— start of Document section —
An Eco-Tourism Guide To Golden Bay

Two people leaning towards the water at Te Waikoropupū Springs.

For many travellers, it’s important to know that their holiday doesn’t have a negative environmental impact. After all, as so many popular tourist destinations in Aotearoa New Zealand are renowned for their beauty, it’s important to ensure they’re preserved for the next generation.

In Nelson Tasman, Golden Bay is an eco-conscious tourist’s dream. Not only does it have unspoilt natural wonders galore, but many of the restaurants, shops and services in the area are also already set up with eco-tourism in mind. Read on for our ultimate guide to a sustainable trip to Golden Bay.
— end of Document section —
— start of Records provided —
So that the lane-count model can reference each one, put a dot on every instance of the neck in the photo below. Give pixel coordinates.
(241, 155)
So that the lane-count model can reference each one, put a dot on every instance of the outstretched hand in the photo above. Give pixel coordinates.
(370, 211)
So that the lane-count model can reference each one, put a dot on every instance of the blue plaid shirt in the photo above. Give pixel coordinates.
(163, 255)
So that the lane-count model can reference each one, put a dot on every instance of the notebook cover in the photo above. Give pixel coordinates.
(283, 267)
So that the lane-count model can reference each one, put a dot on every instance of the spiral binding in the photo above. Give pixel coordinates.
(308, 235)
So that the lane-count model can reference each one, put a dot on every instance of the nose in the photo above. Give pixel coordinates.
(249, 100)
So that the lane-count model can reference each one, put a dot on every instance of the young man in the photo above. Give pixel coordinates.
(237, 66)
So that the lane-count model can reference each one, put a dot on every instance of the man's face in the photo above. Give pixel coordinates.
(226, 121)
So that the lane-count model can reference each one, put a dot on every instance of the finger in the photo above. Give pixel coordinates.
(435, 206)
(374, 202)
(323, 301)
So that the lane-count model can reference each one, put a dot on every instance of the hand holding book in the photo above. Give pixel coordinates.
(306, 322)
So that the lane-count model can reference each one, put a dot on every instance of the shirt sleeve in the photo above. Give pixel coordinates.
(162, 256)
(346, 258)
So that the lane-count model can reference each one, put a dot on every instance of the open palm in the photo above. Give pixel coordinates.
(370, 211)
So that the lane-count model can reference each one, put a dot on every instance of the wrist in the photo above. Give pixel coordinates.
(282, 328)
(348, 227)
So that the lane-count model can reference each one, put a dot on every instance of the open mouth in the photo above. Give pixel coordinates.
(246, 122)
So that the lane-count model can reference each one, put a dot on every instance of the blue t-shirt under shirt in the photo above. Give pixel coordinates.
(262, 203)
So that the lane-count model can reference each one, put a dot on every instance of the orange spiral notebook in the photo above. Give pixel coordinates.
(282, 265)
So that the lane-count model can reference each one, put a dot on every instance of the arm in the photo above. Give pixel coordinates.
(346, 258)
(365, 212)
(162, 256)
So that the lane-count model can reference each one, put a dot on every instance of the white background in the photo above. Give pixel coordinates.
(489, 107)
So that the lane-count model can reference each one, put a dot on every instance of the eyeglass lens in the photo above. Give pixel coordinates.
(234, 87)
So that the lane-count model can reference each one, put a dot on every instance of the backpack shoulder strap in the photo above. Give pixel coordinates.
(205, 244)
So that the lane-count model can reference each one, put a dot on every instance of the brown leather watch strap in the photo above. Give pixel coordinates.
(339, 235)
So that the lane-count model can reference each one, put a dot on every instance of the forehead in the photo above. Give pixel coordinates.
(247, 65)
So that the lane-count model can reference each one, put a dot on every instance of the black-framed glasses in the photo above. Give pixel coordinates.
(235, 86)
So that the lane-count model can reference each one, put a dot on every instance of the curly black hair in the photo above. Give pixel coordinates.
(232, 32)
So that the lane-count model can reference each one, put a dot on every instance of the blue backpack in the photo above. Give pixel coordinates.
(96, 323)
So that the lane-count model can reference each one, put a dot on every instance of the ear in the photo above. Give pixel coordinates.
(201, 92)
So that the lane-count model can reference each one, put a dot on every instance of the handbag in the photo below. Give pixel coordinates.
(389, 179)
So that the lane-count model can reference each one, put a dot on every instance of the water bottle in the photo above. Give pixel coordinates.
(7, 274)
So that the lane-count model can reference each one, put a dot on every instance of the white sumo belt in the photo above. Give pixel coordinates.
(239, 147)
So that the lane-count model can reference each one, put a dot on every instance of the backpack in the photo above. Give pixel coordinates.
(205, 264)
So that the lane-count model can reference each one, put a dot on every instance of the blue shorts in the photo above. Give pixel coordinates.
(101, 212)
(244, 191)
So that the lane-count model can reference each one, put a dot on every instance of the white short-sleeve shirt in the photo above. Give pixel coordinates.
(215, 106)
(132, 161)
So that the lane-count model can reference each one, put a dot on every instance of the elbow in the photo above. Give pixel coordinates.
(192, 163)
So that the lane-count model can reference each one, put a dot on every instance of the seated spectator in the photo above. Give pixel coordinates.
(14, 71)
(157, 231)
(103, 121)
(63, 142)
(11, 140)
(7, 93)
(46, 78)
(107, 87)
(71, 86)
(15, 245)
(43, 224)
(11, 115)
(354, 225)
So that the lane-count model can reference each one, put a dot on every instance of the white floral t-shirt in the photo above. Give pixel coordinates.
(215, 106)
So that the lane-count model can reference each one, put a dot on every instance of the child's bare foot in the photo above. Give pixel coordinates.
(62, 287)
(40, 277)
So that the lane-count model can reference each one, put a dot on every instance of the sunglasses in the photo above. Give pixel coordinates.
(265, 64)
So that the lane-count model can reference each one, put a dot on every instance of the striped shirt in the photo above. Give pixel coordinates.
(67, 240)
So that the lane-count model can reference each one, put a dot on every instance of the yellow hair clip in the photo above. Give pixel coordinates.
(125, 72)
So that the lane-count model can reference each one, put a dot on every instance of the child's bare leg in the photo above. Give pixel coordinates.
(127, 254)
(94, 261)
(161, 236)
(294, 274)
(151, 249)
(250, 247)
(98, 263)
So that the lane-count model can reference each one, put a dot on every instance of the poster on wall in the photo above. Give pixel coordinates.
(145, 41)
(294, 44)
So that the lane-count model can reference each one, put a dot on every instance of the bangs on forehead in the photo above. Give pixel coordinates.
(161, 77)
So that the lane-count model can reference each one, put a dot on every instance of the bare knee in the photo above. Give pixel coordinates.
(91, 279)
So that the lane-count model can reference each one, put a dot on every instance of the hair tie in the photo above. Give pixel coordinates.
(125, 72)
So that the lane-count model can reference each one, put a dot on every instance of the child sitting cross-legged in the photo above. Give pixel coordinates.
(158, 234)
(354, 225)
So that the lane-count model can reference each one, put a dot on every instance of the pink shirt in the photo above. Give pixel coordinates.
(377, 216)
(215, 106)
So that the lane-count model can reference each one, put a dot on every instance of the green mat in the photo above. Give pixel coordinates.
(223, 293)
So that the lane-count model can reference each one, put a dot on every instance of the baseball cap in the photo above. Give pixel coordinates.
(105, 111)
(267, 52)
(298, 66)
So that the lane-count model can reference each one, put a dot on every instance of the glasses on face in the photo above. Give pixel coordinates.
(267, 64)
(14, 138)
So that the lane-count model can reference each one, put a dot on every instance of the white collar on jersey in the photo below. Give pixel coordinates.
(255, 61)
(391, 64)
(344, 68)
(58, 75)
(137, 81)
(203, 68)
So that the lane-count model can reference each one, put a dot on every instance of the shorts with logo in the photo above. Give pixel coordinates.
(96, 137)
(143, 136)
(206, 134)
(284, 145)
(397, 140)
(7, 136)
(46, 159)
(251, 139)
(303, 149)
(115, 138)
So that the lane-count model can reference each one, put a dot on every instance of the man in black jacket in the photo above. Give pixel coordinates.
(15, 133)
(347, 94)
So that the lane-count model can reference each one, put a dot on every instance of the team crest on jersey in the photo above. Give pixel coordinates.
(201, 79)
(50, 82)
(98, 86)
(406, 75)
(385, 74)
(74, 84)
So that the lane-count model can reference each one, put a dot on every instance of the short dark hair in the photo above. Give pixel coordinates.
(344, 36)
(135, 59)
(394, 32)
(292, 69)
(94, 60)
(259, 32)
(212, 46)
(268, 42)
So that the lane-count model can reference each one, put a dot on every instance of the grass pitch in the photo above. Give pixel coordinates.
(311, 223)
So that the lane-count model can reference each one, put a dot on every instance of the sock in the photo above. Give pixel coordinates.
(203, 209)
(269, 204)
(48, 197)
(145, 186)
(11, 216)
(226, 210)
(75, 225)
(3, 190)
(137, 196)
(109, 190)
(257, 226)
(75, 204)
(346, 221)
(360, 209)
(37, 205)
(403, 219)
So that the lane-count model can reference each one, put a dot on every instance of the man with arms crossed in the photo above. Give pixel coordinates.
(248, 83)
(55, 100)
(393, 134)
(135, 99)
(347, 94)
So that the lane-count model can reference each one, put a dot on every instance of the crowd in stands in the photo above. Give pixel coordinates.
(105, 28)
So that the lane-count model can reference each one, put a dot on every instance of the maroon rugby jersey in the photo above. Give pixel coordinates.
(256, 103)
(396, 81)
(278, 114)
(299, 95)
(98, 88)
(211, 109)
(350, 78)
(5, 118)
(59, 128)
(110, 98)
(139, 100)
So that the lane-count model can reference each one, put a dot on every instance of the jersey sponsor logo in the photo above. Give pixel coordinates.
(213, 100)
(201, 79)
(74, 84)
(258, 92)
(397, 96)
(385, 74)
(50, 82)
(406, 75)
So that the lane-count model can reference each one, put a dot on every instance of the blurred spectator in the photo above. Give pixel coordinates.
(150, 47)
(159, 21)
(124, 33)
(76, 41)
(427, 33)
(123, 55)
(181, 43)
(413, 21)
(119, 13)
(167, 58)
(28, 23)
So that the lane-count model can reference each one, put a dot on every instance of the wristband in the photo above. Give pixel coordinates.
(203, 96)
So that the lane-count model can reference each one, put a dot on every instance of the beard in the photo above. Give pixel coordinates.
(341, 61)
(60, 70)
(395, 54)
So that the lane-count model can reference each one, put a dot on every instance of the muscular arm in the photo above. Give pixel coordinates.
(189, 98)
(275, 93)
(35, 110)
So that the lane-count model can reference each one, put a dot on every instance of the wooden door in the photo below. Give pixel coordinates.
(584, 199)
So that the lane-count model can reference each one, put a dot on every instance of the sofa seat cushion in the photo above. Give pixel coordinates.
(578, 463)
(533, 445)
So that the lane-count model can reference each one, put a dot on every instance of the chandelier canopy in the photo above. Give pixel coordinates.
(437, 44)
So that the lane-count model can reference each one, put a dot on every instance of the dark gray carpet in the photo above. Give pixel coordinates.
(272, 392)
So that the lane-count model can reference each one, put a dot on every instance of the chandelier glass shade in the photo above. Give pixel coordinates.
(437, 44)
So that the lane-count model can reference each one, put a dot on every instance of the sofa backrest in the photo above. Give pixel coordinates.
— end of Records provided —
Tasks to complete:
1 > Answer these about the Golden Bay eco-tourism guide:
(a) Where are the two people in the caption leaning towards the water?
(b) What are many popular tourist destinations in Aotearoa New Zealand renowned for?
(c) In which region is Golden Bay located?
2 > Extend the Golden Bay eco-tourism guide by writing the section that comes after its last sentence.

Responses to the tasks:
1 >
(a) Te Waikoropupū Springs
(b) Their beauty
(c) Nelson Tasman

2 >
Words by: Claire Williamson
Photos by: Anna Briggs & Getty

Visit Farewell Spit

The longest sand spit in New Zealand, Farewell Spit is a slim band of wind-sculpted sand dunes jutting into the waters of Golden Bay. One of seven internationally recognised Ramsar Sites, it’s a wetland of international importance. The 30-kilometre-expanse has a variety of habitats for birds: salt marshes, open mudflats, freshwater and brackish lakes, ocean sand beaches and dunes both vegetated and bare. Over 90 species have been recorded at Farewell Spit, including significant populations of migratory birds such as godwits, Mongolian dotterels, and little whimbrels. In addition to the bird life, seals often come ashore on the outer beach to sun themselves and breed.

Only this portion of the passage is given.